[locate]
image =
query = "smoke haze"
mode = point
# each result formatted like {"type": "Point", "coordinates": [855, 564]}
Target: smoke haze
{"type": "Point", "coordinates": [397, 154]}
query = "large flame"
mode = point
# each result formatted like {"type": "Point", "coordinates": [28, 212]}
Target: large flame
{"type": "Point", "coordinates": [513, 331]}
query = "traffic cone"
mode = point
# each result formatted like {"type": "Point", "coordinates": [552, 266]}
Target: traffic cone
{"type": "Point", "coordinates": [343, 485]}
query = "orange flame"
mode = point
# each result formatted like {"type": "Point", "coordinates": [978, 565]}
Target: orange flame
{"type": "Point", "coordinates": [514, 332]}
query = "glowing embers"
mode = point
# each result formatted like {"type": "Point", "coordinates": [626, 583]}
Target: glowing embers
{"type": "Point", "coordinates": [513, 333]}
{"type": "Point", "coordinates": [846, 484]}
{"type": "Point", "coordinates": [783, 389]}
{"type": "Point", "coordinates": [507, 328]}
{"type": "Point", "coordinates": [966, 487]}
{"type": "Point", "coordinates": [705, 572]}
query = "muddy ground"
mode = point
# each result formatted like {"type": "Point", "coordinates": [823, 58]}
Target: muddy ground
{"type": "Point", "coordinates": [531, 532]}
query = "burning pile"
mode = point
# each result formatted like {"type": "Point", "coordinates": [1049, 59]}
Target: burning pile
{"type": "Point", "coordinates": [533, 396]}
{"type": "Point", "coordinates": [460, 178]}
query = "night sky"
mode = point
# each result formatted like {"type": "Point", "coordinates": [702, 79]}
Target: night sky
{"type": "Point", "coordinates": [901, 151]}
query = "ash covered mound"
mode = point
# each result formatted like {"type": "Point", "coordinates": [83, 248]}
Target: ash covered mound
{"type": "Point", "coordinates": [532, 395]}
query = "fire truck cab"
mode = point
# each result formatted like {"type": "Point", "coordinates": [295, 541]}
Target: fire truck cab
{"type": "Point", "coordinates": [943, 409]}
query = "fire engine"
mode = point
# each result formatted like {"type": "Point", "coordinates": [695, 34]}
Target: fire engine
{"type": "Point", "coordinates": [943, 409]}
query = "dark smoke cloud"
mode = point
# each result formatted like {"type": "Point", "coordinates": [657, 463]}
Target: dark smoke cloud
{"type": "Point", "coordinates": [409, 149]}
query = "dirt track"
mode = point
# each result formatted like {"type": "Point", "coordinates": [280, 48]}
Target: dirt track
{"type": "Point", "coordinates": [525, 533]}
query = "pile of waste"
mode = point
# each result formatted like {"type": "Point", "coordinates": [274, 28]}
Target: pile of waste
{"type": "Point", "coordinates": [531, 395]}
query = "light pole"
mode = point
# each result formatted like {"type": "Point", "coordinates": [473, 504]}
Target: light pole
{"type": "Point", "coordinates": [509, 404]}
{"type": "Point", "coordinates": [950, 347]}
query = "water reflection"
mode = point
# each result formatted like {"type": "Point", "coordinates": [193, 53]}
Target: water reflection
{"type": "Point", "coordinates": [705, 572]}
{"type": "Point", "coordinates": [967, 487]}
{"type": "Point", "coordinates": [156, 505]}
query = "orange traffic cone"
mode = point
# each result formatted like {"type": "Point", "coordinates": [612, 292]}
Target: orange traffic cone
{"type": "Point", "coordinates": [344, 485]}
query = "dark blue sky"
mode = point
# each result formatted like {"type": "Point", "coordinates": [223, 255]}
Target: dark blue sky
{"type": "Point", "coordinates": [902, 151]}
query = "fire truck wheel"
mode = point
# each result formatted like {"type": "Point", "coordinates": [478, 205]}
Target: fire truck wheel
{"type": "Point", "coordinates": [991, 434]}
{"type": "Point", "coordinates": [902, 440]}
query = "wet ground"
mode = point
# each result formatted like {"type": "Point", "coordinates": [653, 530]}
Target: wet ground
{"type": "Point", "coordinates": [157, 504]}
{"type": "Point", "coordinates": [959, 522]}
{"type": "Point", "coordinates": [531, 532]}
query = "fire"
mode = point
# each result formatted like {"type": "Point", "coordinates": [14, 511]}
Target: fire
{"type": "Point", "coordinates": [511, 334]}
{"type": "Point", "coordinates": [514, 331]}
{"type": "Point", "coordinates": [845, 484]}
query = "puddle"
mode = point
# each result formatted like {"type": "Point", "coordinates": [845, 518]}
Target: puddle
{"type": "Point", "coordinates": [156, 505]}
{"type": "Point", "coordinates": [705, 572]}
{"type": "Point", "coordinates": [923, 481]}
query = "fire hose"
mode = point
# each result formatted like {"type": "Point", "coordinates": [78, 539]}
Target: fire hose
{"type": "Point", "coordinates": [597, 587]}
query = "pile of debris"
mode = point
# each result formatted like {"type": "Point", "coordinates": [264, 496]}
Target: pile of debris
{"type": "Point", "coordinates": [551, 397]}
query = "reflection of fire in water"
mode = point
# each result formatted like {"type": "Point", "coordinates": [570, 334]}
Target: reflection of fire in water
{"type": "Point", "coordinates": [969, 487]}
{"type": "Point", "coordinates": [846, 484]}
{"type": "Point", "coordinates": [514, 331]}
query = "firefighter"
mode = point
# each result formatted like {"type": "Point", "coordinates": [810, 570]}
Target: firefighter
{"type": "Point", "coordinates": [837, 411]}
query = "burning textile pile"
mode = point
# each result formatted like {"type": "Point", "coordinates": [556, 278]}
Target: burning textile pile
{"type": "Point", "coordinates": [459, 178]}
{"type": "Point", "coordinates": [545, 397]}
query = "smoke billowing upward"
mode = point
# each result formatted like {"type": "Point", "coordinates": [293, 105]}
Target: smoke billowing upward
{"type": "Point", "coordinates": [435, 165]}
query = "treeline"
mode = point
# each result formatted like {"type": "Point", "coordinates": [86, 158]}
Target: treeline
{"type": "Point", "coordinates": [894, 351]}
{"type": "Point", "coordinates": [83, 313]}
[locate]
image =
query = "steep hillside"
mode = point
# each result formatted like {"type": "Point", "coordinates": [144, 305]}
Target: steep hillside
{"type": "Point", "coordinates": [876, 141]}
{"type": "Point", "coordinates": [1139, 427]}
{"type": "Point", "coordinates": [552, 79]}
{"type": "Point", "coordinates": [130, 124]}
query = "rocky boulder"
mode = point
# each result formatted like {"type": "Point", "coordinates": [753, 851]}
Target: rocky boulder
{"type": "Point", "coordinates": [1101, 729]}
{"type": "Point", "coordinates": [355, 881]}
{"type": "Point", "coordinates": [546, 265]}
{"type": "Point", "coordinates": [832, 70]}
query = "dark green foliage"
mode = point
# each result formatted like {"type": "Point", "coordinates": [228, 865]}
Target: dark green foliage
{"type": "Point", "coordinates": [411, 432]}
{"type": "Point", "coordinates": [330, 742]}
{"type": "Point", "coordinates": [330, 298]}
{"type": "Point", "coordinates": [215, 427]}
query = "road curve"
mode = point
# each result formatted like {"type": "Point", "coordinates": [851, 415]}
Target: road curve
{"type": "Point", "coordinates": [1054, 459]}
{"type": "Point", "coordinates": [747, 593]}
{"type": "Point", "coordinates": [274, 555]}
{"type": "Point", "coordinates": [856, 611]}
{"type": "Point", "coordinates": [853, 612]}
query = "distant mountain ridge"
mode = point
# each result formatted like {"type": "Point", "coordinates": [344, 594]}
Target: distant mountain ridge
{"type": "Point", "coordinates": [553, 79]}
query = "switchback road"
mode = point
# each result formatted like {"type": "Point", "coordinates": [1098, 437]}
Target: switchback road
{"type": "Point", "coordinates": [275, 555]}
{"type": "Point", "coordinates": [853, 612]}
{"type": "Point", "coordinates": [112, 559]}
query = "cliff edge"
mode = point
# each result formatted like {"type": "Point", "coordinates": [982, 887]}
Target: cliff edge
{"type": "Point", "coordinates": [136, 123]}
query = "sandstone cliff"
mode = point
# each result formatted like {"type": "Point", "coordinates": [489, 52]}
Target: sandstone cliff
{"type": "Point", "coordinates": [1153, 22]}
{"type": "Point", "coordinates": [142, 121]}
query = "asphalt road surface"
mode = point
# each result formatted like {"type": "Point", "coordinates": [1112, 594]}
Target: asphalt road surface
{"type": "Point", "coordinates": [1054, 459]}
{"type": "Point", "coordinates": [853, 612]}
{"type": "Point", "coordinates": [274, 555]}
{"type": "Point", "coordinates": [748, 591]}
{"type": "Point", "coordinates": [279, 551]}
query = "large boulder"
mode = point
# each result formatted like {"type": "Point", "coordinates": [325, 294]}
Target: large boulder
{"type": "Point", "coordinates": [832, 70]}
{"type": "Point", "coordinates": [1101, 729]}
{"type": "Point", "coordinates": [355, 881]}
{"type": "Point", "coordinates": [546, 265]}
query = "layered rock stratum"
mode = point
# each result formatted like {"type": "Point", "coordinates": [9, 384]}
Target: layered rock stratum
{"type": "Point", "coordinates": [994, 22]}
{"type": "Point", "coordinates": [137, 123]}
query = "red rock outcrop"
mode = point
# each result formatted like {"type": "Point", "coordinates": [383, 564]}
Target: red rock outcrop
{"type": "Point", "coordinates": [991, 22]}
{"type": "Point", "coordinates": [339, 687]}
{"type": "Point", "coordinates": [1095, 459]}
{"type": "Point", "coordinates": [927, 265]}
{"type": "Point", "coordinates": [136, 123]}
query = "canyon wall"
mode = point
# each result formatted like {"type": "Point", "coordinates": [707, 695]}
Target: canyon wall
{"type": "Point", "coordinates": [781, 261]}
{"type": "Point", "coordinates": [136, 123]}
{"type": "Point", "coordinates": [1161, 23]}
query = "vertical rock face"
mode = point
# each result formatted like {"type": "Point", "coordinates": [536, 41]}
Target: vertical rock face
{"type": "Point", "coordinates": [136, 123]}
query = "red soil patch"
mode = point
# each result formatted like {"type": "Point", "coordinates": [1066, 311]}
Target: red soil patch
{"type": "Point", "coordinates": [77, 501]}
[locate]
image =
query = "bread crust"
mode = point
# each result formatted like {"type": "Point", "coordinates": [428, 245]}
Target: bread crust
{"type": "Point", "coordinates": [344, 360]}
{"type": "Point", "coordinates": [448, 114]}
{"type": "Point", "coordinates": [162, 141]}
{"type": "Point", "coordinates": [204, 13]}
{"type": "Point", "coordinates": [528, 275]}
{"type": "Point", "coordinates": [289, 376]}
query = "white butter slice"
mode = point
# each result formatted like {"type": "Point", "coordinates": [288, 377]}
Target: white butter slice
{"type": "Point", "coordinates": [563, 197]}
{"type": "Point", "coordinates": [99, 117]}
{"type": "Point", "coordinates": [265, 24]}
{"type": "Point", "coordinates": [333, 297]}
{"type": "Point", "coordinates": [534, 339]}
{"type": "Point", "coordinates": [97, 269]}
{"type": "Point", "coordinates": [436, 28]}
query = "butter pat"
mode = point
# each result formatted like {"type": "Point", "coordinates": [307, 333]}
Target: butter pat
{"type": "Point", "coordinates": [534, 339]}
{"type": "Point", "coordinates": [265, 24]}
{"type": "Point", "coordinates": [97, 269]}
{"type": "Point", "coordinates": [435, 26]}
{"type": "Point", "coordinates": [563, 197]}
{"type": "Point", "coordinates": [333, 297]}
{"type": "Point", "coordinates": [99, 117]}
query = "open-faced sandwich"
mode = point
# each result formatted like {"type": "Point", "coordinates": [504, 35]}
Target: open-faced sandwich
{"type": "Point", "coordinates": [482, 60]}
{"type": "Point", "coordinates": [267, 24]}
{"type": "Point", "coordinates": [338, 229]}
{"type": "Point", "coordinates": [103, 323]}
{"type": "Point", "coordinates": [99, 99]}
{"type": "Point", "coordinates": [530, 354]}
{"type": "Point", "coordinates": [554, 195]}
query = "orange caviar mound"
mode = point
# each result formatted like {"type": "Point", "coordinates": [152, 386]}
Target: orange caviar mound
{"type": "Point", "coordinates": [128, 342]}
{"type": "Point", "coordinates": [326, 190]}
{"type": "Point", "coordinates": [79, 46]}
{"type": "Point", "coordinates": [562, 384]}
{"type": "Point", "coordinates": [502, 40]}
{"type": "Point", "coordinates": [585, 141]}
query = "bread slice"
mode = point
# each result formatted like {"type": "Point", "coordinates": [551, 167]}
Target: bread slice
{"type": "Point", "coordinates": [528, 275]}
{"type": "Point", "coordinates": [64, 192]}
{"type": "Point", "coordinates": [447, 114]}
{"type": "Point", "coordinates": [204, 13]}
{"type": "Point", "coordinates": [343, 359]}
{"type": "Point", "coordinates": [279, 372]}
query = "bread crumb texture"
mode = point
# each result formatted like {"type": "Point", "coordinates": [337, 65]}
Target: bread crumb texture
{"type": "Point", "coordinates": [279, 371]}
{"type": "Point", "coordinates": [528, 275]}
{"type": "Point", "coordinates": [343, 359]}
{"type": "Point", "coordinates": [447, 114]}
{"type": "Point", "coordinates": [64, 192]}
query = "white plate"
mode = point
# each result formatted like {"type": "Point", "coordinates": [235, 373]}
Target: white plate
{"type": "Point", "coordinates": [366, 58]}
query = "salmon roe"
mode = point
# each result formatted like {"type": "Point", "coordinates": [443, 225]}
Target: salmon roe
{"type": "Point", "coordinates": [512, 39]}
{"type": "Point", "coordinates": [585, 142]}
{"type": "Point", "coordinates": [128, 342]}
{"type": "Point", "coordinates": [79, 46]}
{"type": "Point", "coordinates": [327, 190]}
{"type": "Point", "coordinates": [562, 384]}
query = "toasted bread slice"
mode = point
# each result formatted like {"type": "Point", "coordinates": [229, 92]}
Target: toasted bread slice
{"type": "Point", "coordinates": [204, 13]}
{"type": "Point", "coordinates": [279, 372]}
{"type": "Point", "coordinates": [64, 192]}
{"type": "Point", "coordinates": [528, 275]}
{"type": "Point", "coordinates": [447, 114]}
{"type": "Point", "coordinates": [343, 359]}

- _Written exercise_: Gather every line in the entries above that contains the word "debris", and copy each such line in full.

- _Output_:
query = "pile of debris"
Target: pile of debris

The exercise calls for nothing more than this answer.